PROBLEM REQUIREMENTS:
Identify each line in the items below that contains the string "background" and copy those lines in full.

Annotated coordinate records:

★ ★ ★

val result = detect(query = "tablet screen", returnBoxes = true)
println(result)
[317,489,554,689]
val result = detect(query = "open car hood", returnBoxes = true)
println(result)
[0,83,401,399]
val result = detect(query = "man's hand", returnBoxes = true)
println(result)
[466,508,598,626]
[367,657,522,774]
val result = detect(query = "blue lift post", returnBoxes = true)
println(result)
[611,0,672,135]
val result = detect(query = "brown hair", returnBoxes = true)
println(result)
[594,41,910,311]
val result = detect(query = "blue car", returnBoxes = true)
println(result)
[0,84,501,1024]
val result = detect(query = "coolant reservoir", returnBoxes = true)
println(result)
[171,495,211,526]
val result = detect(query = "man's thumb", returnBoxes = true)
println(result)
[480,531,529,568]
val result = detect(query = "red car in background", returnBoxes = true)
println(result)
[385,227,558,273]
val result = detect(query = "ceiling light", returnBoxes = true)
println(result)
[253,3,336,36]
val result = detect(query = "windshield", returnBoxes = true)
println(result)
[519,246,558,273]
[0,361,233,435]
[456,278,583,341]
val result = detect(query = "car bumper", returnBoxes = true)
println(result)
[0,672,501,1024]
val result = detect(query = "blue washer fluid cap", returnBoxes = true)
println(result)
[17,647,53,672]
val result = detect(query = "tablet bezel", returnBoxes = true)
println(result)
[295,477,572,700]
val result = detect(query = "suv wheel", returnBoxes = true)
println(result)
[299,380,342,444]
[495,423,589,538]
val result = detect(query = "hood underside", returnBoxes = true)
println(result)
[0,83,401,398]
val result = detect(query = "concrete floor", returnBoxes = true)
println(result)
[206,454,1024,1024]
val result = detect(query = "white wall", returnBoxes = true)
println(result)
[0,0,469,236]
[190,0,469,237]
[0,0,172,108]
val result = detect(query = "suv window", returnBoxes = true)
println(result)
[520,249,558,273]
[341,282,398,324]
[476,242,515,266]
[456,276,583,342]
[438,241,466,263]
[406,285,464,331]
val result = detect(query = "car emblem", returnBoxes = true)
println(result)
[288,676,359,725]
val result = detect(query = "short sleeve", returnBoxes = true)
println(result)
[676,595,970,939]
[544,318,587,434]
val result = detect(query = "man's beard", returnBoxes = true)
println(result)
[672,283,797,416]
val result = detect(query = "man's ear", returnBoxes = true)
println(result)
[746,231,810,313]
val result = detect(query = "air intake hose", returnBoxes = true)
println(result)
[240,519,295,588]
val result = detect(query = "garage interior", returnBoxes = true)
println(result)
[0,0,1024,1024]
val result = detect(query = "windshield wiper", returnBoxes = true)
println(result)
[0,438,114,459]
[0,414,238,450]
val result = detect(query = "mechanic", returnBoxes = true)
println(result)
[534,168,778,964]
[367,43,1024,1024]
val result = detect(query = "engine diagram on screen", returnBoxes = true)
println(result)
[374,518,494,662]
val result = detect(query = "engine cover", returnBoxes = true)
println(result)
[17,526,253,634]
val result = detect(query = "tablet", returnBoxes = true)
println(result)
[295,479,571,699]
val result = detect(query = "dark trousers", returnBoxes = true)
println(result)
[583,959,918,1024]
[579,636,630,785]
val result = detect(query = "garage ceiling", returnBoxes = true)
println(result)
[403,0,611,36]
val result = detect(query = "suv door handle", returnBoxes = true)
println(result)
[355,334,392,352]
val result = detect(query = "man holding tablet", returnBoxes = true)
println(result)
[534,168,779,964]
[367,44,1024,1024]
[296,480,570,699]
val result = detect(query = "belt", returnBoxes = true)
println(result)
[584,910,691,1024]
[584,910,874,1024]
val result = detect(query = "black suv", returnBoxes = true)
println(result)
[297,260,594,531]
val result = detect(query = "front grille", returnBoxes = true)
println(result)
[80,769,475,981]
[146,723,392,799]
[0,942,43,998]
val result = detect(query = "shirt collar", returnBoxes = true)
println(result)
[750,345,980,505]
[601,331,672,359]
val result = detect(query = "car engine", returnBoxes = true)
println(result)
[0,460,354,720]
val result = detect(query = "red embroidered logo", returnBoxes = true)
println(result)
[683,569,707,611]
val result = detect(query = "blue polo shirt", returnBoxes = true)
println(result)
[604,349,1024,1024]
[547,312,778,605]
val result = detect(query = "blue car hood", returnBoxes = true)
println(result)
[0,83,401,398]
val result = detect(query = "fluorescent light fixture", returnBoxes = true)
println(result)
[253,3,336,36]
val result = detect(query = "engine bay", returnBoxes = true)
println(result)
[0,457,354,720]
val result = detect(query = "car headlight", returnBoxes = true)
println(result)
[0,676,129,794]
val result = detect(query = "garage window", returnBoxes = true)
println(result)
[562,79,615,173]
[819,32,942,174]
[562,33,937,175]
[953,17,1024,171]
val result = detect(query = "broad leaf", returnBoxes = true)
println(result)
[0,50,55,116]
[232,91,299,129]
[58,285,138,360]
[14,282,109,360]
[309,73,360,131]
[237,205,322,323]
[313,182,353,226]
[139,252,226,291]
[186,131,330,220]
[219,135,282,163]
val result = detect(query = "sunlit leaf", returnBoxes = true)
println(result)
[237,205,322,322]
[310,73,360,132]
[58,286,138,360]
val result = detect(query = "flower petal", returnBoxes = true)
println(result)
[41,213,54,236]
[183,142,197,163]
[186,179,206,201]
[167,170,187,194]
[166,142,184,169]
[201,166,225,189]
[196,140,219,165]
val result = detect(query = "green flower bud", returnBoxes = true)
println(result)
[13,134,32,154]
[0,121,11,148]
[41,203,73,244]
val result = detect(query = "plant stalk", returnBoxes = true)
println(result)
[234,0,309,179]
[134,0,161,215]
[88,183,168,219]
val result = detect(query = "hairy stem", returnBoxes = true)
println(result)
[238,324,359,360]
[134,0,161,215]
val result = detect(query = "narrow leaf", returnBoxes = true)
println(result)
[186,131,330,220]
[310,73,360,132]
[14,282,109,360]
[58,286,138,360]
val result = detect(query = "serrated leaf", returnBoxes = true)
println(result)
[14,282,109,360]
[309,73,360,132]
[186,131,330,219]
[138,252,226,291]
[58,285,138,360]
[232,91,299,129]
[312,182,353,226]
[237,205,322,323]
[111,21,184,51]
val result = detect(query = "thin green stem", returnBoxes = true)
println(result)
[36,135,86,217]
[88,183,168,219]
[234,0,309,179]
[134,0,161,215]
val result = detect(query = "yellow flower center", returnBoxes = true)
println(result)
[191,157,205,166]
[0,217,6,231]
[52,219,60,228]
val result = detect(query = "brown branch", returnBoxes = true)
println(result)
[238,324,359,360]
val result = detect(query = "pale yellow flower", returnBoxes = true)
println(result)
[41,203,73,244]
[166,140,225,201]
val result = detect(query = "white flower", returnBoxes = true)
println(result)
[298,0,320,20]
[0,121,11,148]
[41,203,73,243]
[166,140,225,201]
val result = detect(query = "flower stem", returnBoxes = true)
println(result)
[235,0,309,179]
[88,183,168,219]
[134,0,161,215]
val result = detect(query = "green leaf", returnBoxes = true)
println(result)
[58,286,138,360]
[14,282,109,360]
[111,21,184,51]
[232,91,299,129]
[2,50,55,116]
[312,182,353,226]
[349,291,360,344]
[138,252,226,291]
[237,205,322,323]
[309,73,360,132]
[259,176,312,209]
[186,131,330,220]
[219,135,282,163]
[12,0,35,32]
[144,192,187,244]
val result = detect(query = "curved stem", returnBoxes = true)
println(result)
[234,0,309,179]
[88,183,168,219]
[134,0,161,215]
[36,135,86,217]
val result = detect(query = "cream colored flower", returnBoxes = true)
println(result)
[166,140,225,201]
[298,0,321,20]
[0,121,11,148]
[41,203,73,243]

★ ★ ★

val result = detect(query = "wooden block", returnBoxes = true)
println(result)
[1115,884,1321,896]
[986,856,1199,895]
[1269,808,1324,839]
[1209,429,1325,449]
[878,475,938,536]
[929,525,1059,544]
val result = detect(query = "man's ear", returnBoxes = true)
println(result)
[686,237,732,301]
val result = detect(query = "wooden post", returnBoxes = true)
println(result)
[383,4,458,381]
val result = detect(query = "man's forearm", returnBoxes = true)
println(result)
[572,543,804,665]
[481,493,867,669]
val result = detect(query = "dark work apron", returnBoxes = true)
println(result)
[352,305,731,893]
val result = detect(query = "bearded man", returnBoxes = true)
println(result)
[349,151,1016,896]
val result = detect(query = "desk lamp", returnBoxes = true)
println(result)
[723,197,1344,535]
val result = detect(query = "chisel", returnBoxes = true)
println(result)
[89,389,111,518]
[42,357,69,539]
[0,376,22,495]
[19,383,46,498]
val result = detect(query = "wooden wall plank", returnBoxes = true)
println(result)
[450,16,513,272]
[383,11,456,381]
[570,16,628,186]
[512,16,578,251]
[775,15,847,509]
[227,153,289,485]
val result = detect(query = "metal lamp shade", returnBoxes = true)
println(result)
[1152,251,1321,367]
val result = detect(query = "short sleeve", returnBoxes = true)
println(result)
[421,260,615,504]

★ ★ ★

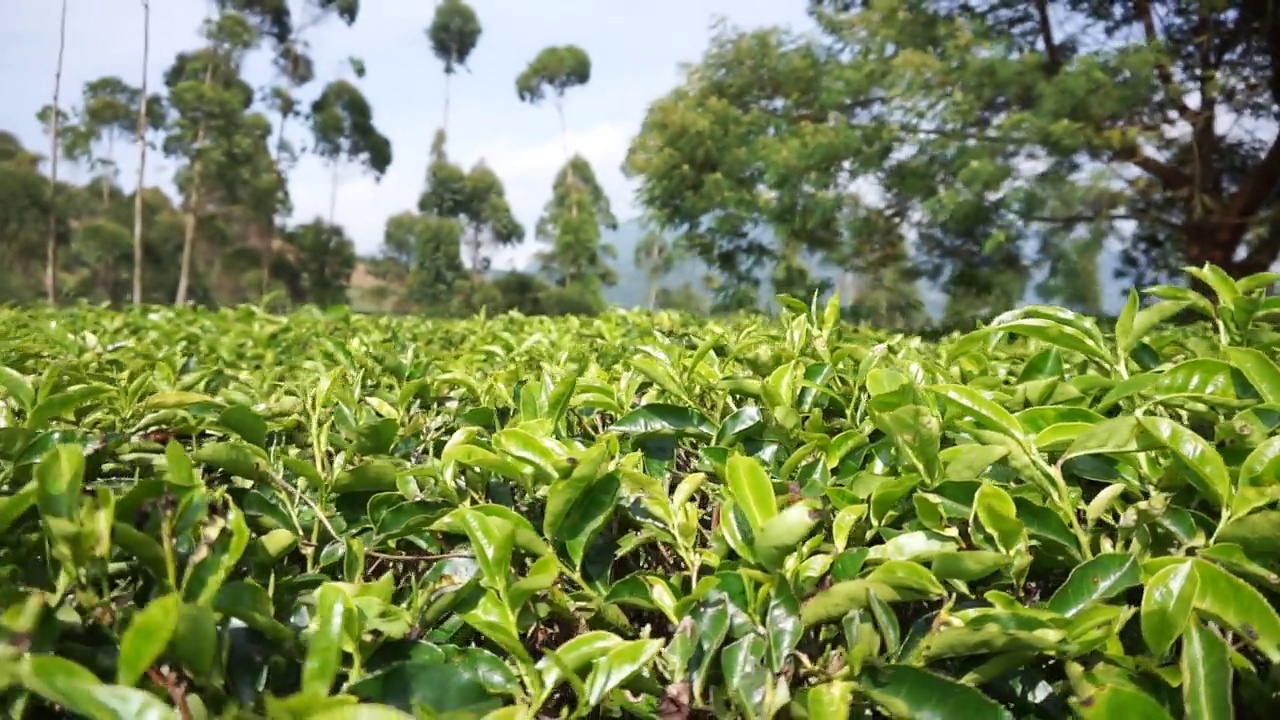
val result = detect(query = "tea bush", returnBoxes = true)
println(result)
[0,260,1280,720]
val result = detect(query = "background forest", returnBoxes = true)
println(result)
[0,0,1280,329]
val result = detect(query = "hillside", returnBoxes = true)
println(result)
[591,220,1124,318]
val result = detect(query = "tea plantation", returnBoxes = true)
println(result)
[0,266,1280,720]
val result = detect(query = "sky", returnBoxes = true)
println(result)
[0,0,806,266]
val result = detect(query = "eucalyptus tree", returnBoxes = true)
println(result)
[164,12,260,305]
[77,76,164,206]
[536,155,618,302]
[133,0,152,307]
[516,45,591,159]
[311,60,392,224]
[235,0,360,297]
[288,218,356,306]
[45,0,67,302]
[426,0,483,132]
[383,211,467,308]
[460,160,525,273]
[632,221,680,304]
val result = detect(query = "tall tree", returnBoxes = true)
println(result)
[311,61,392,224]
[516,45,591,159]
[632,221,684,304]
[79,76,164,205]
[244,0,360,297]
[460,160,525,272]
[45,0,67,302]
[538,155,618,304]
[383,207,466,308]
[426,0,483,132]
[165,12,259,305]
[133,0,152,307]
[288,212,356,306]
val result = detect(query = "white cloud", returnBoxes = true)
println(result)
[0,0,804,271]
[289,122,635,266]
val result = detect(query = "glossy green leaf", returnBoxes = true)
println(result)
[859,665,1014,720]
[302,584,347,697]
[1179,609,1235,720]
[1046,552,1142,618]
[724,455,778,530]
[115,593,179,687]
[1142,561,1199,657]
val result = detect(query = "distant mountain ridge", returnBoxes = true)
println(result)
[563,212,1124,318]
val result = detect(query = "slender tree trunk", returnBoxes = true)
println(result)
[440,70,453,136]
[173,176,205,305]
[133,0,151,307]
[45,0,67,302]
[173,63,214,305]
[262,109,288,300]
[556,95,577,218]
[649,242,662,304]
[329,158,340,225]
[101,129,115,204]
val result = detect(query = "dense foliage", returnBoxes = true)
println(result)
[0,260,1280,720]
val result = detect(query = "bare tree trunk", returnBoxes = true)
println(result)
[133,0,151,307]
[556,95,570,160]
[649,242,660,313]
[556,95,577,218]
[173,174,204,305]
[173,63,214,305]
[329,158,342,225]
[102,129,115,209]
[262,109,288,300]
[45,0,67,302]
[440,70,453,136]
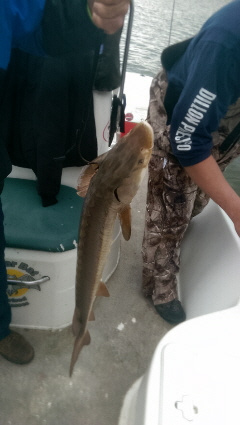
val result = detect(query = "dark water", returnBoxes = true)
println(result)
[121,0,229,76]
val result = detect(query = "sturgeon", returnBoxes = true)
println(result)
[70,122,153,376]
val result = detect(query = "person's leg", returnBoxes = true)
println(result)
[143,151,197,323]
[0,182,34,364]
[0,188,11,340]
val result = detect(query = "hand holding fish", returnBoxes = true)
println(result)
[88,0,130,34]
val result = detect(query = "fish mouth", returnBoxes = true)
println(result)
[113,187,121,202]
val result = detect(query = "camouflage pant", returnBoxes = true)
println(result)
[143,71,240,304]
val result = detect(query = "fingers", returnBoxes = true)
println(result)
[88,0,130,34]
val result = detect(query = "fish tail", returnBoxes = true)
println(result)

★ ★ ★

CORRECT RESPONSE:
val result = detect(query = "red car in background", returnBoxes = true)
val result = detect(query = "background forest", returnBoxes = true)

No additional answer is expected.